### [Passage shown]
* begin *

Chapter 15: Regular Expressions

In this chapter, we’ll explore regular expressions (regex), a powerful tool for matching and manipulating text. You’ll learn how to use regex with tools like grep, sed, and awk to search, filter, and transform text efficiently. By the end of this chapter, you’ll be able to harness the full power of regex in your scripts and command-line workflows.


1. What Are Regular Expressions?

Regular expressions are patterns used to match and manipulate text. They’re widely used in search operations, text processing, and data validation. Regex allows you to define complex search patterns using a combination of literals, metacharacters, character classes, and anchors.

Basic Regex Components

  • Literals: Match exact characters (e.g., a matches the letter “a”).
  • Metacharacters: Special characters with specific meanings (e.g., . matches any character, * matches zero or more occurrences).
  • Character Classes: Match a set of characters (e.g., [a-z] matches any lowercase letter).
  • Anchors: Match positions in the text (e.g., ^ for the start of a line, $ for the end of a line).

2. Using grep with Regex

grep is a command-line tool for searching text using regex. It’s one of the most commonly used tools for filtering lines of text that match a pattern.

Basic Usage

$ grep "pattern" file.txt

Common Options

  • -i: Ignore case.
  • -v: Invert match (show lines that don’t match).
  • -E: Use extended regex (supports +, ?, |, etc.).
  • -o: Show only the matching part of the line.
  • -c: Count the number of matching lines.
  • -n: Display line numbers along with matching lines.

Examples

  • Match lines containing “error”
    $ grep "error" logfile.txt
  • Match lines starting with “warning”
    $ grep "^warning" logfile.txt
  • Match lines ending with “success”
    $ grep "success$" logfile.txt
  • Count the number of lines containing “error”
    $ grep -c "error" logfile.txt

Advanced grep Usage

  • Search recursively in directories
    $ grep -r "pattern" /path/to/directory
  • Use extended regex to match multiple patterns
    $ grep -E "error|warning" logfile.txt
  • Highlight matches in color
    $ grep --color "pattern" file.txt

3. Using sed with Regex

sed (stream editor) is a tool for filtering and transforming text using regex. It’s particularly useful for performing search-and-replace operations.

Basic Usage

$ sed 's/pattern/replacement/' file.txt

Common Commands

  • s: Substitute (replace) text.
  • p: Print lines.
  • d: Delete lines.
  • i: Insert text before a line.
  • a: Append text after a line.

Examples

  • Replace “foo” with “bar”
    $ sed 's/foo/bar/' file.txt
  • Delete lines containing “error”
    $ sed '/error/d' file.txt
  • Print lines matching “warning”

* end *

### [Raw data]
* begin *

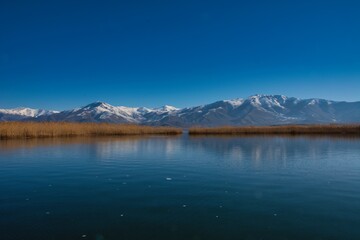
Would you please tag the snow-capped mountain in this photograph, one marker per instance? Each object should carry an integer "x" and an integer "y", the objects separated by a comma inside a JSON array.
[
  {"x": 254, "y": 110},
  {"x": 18, "y": 114}
]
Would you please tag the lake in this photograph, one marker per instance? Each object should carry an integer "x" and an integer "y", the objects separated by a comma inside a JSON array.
[{"x": 180, "y": 188}]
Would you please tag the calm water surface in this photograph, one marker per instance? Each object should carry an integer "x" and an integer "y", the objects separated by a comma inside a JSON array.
[{"x": 180, "y": 188}]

* end *

### [Exercises]
1) From the regex chapter, list each sed command under "Common Commands" along with the action the chapter gives for it.
2) Output the part of the regex chapter that begins at the words "1. What Are" and ends after "match a pattern.", reproducing it verbatim.
3) Continue the regex chapter from the point where it stops, in the same style.

### [Outputs for the tasks]
1)
- s: Substitute (replace) text.
- p: Print lines.
- d: Delete lines.
- i: Insert text before a line.
- a: Append text after a line.

2)
1. What Are Regular Expressions?

Regular expressions are patterns used to match and manipulate text. They’re widely used in search operations, text processing, and data validation. Regex allows you to define complex search patterns using a combination of literals, metacharacters, character classes, and anchors.

Basic Regex Components

  • Literals: Match exact characters (e.g., a matches the letter “a”).
  • Metacharacters: Special characters with specific meanings (e.g., . matches any character, * matches zero or more occurrences).
  • Character Classes: Match a set of characters (e.g., [a-z] matches any lowercase letter).
  • Anchors: Match positions in the text (e.g., ^ for the start of a line, $ for the end of a line).

2. Using grep with Regex

grep is a command-line tool for searching text using regex. It’s one of the most commonly used tools for filtering lines of text that match a pattern.

3)
    $ sed -n '/warning/p' file.txt

Advanced sed Usage

  • Global replacement (replace all occurrences in a line): 
    $ sed 's/foo/bar/g' file.txt
  • In-place editing (modify the file directly): 
    $ sed -i 's/foo/bar/' file.txt
  • Multiple commands:
    $ sed 's/foo/bar/; s/baz/qux/' file.txt

4. Using awk with Regex

awk is a powerful text-processing tool that supports regex for pattern matching. It’s particularly useful for working with structured data like CSV files.

Basic Usage

$ awk '/pattern/ { action }' file.txt

Common Actions

  • print: Print the matching line.
  • gsub: Globally substitute text.
  • if/else: Conditional logic.
  • BEGIN/END: Pre- and post-processing blocks.

Examples

  • Print lines containing “error”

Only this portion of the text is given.